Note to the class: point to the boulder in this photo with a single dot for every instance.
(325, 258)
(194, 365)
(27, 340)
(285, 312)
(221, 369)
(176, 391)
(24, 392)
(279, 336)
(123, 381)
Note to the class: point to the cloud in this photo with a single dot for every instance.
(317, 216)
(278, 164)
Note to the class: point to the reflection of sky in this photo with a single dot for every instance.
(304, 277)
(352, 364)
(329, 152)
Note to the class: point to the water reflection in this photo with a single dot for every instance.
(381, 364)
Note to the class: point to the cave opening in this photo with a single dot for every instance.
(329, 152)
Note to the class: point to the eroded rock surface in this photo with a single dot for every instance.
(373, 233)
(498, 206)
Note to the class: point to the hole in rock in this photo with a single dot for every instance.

> **WORK REQUIRED**
The lines to output run from the one containing "Note to the class: point to the water" to the last line of the entries; give them back exactly.

> **WRITTEN RESPONSE**
Note to the class: point to the water reflection in this photo with a single dot for every instance.
(381, 364)
Note to the class: point to the cave opening in this photo with a single dot for every instance.
(329, 152)
Note to the class: point to the eroded rock surface in this photo with a single dot for every instance.
(373, 233)
(498, 206)
Note to the class: point to the hole in rock in this photo with a single dot for every instance.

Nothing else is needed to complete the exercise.